__WORK REQUIRED__.
Present the lines below as a numbered list, omitting any blank lines.

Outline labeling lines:

= = = = =

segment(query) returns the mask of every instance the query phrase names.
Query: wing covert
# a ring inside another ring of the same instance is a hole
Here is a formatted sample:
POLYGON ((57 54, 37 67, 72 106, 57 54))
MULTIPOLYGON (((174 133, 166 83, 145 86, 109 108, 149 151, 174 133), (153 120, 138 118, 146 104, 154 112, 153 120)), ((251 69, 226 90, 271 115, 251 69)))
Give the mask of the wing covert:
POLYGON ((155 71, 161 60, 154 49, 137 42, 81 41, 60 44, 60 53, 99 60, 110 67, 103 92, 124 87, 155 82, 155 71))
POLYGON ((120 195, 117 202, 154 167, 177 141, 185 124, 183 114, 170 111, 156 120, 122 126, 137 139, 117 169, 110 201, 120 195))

= = = = =

__THE REPLY__.
1. segment(query) returns the mask of every instance the query phrase names.
2. Query: wing covert
3. # a ring inside another ring of the same instance is a hole
4. Here is a formatted sample:
5. POLYGON ((57 54, 37 67, 72 106, 57 54))
6. MULTIPOLYGON (((174 133, 166 83, 145 86, 109 108, 149 151, 174 133), (153 120, 138 118, 146 104, 154 112, 153 120)), ((251 69, 226 90, 271 115, 251 69)))
7. Give the mask of the wing covert:
8. POLYGON ((155 71, 161 60, 154 49, 137 42, 81 41, 60 44, 60 53, 99 60, 110 67, 103 92, 124 87, 155 82, 155 71))
9. POLYGON ((120 195, 117 202, 154 167, 177 141, 185 124, 183 114, 170 111, 156 120, 122 126, 137 139, 117 169, 110 201, 120 195))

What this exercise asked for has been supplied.